◆ SET PROBLEM 1 ◆
Return the lines of the records verbatim, beginning at the line that contains "target: asphalt street" and continuing through the line that contains "[[[84,37],[94,37],[96,33],[93,30],[82,30],[81,35]]]", with both of those lines included.

◆ SELECTED TEXT ◆
Interesting perspective on the lack of a marketing profile for the typical North American Lada owner. I suspect the unifying theme – from millionaires to regular people – is an appreciation for obscure things. That’s what attracts me to Soviet cars… just a fondness for the unusual, which Ladas certainly are here.
And as an added bonus, I’m sure it’s appealing to be able to indulge in something completely unique that isn’t terribly expensive.
“…the unifying theme – from millionaires to regular people …”
That’s real socialism.
Given the current dismantling of what has been a North American auto industry, I’m half-hoping for a wave of Chinese vehicles into Canada.
If the domestic industry is shuttered, we might as well start importing the best product available. Two million cars a year will have to come from somewhere.
Someone on another site proposed allowing unlimited numbers of Chinese cars into the US tariff-free, but only if they’re less than 13 feet long, less than 5 feet high and a similarly tight width limit. This would both supply the underserved small-car market here and force Chinese companies to set up local assembly plants for anything larger and more profitable.
I came across many Ladas during my shady used car days. This would have been in the early 1990s, so the cars were not so old. The Lada and the Skoda had kind of a cult following at the time.
The Lada was an odd car. Some were really good and reliable and others awful lemons. Which one you got was a crapshoot.
I was in London a couple of weeks ago and saw a LHD Lada Niva, haven’t seen one for years – it was in Oxford St which is in the Ultra Low Emissions zone!
Drove a few of these in Angola. What I found interesting is that they were locally assembled from KD kits supplied from the Soviet Union. A Lada was well suited for typical African rural road conditions not to mention service availability in bush country. These were easy to work on without a lot of specialized tools.
It didn’t get cold where I was, but I understand from others that Ladas were renowned for easy winter starting and the effectiveness of their heaters. May partially explain their popularity in Canada.
Plenty of Ladas showed up in New Zealand reaction was mixed but they did sell most often because they were cheap a friend who thinks Nissans are great said her Lada wagon was the best car she ever owned it withstood the ‘road’ she lives on for many years when a Volvo fell apart within a year.

[Image boundary labeling records]
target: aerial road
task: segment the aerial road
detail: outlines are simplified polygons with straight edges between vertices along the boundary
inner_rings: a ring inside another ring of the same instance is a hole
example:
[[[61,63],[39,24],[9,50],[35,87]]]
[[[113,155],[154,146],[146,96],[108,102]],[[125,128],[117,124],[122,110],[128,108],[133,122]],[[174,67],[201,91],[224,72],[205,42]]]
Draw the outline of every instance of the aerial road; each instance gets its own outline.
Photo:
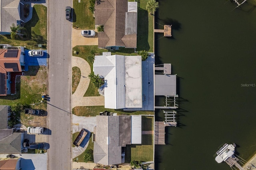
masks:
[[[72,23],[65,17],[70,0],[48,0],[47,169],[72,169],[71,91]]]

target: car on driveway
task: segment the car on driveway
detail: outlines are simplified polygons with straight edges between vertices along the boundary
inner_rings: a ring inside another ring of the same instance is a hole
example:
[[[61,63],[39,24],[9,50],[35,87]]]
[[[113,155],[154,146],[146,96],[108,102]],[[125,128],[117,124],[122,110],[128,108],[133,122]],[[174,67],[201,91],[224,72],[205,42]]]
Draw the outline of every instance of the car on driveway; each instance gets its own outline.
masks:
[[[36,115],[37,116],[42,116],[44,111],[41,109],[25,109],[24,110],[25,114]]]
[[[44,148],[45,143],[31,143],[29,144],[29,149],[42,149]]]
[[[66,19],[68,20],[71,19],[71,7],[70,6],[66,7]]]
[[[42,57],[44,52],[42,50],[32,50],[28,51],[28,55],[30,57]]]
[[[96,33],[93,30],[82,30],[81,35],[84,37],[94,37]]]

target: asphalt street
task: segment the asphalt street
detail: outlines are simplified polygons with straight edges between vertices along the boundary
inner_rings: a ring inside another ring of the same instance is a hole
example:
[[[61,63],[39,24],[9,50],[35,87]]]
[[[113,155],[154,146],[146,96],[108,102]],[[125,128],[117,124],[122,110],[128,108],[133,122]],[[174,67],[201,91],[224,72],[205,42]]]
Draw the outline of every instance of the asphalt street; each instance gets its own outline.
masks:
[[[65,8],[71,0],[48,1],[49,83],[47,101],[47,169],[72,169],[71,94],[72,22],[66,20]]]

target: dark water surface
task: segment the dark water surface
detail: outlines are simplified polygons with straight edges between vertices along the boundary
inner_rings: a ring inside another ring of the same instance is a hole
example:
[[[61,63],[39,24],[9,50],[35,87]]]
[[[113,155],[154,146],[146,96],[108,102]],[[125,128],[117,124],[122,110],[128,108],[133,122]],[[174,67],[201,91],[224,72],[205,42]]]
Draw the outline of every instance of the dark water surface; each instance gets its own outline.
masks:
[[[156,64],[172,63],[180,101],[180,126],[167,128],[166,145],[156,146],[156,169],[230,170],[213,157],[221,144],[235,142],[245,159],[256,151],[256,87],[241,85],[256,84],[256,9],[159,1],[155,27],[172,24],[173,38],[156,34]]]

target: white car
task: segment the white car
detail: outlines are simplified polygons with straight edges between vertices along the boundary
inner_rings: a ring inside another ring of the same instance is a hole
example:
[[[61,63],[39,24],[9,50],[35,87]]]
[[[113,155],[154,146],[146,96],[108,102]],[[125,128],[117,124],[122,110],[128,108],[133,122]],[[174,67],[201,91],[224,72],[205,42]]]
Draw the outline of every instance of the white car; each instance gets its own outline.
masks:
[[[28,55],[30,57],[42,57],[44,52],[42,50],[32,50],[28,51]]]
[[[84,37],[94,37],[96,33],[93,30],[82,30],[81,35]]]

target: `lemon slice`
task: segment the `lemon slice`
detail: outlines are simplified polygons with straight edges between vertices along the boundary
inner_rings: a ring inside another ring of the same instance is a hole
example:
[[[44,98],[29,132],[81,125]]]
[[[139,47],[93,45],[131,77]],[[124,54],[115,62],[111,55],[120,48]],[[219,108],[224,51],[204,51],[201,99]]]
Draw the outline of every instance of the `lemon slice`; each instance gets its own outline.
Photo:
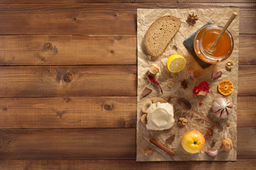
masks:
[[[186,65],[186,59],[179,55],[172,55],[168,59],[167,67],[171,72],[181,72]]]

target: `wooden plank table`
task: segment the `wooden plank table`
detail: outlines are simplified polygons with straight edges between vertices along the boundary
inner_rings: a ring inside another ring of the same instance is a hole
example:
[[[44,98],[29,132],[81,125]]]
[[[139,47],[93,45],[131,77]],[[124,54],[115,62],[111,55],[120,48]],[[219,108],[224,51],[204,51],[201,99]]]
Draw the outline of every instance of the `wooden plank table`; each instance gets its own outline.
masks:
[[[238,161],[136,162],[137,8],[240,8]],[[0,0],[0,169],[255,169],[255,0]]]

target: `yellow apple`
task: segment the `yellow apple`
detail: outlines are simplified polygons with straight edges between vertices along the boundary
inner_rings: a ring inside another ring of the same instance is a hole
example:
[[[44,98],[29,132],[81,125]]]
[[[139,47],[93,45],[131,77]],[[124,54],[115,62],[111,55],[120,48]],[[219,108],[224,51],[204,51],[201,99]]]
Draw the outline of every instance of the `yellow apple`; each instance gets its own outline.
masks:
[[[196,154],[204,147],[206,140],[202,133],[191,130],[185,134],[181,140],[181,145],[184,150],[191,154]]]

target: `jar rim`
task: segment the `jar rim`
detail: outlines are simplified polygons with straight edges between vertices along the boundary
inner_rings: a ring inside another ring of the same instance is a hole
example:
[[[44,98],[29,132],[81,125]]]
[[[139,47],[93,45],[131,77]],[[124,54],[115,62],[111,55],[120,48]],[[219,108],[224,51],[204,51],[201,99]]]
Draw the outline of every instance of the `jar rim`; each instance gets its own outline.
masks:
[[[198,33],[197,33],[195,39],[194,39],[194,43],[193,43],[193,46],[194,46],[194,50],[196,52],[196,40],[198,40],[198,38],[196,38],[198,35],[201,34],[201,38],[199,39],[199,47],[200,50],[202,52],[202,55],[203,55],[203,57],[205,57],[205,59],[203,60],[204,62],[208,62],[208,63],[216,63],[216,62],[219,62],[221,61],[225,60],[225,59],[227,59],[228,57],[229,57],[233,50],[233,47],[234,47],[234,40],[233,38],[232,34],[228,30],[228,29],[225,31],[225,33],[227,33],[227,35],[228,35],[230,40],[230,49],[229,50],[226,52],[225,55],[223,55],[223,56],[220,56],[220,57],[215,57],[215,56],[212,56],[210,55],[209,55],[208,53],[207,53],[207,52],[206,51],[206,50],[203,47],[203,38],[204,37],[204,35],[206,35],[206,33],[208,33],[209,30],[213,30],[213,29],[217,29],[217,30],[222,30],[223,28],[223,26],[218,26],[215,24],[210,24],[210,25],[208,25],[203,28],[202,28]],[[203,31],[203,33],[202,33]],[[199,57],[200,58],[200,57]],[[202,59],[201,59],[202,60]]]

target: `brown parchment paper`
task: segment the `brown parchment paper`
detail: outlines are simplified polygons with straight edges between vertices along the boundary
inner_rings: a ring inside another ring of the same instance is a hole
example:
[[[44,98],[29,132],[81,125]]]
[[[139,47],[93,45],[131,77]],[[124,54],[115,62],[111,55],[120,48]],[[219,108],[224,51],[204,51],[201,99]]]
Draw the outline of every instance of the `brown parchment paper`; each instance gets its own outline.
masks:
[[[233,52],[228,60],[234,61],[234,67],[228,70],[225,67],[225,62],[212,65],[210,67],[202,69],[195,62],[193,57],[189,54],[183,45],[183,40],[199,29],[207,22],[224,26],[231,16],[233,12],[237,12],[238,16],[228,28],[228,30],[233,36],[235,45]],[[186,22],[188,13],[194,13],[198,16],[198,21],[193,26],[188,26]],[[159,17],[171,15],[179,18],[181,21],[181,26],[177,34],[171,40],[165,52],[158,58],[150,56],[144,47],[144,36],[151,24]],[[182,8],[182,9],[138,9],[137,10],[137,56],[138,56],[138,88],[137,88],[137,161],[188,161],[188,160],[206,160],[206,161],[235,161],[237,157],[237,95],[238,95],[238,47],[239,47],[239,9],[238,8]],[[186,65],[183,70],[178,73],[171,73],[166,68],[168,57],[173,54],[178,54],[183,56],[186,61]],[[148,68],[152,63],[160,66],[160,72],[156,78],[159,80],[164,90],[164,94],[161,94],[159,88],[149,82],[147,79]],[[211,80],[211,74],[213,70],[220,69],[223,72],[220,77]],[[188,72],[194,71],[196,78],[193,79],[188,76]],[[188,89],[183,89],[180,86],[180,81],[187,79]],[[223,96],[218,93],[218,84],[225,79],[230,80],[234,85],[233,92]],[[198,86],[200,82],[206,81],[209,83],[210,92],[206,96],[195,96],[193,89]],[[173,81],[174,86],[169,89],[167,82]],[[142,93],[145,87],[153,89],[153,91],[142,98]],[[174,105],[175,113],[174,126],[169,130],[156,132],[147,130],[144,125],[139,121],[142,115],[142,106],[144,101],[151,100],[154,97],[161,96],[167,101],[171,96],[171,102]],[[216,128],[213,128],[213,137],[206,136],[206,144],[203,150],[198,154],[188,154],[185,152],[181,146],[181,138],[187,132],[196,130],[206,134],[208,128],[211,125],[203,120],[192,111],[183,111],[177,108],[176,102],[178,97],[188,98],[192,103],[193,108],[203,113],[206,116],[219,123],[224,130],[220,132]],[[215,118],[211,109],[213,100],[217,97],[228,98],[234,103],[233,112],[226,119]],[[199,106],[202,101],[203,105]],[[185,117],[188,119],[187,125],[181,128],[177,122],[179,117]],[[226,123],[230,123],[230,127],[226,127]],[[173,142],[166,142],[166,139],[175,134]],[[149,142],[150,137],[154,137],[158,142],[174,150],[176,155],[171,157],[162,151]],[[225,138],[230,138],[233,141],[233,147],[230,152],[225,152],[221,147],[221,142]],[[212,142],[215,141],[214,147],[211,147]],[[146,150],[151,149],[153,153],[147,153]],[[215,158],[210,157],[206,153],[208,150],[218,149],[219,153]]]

◆ SET PROBLEM 2 ◆
Retype the passage from the comments on Lada owners exactly, beginning with "Drove a few" and continuing through "popularity in Canada.".

◆ FINAL RESULT 1 ◆
target: asphalt street
task: segment the asphalt street
detail: outlines are simplified polygons with straight edges between vertices along the boundary
inner_rings: a ring inside another ring of the same instance is a hole
example:
[[[61,63],[39,24],[9,50],[35,87]]]
[[[113,155],[154,146],[146,96],[108,102]],[[125,128],[117,124],[122,110],[128,108],[133,122]],[[174,67],[201,91],[224,72],[205,42]]]
Draw the outline of every instance of the asphalt street; each instance gets its own outline.
masks:
[[[65,8],[71,0],[48,1],[49,83],[47,101],[47,169],[72,169],[71,94],[72,22],[66,20]]]

target: dark water surface
task: segment the dark water surface
detail: outlines are simplified polygons with straight edges between vertices along the boundary
inner_rings: a ring inside another ring of the same instance is a hole
example:
[[[61,63],[39,24],[9,50],[35,87]]]
[[[113,155],[154,146],[146,96],[108,102]],[[125,128],[117,124],[122,110],[128,108],[133,122]],[[174,67],[201,91],[224,72],[205,42]]]
Draw the outline of every instance of the dark water surface; each instance gets its own outline.
masks:
[[[156,64],[172,63],[180,101],[180,126],[167,128],[166,145],[156,146],[156,169],[230,170],[213,157],[221,144],[235,142],[245,159],[256,151],[256,87],[241,85],[256,84],[256,9],[159,1],[155,27],[172,24],[173,38],[156,34]]]

target: white car
task: segment the white car
detail: outlines are simplified polygons with straight edges between vertices along the boundary
inner_rings: a ring inside another ring of the same instance is a hole
example:
[[[61,63],[39,24],[9,50],[35,87]]]
[[[113,155],[154,146],[146,96],[108,102]],[[125,128],[117,124],[122,110],[128,108],[133,122]],[[174,67],[201,91],[224,72],[205,42]]]
Draw the outline of every instance of the white car; each instance gets its own outline.
masks:
[[[28,55],[30,57],[42,57],[44,52],[42,50],[32,50],[28,51]]]
[[[84,37],[94,37],[96,33],[93,30],[82,30],[81,35]]]

◆ FINAL RESULT 2 ◆
Drove a few of these in Angola. What I found interesting is that they were locally assembled from KD kits supplied from the Soviet Union. A Lada was well suited for typical African rural road conditions not to mention service availability in bush country. These were easy to work on without a lot of specialized tools.
It didn’t get cold where I was, but I understand from others that Ladas were renowned for easy winter starting and the effectiveness of their heaters. May partially explain their popularity in Canada.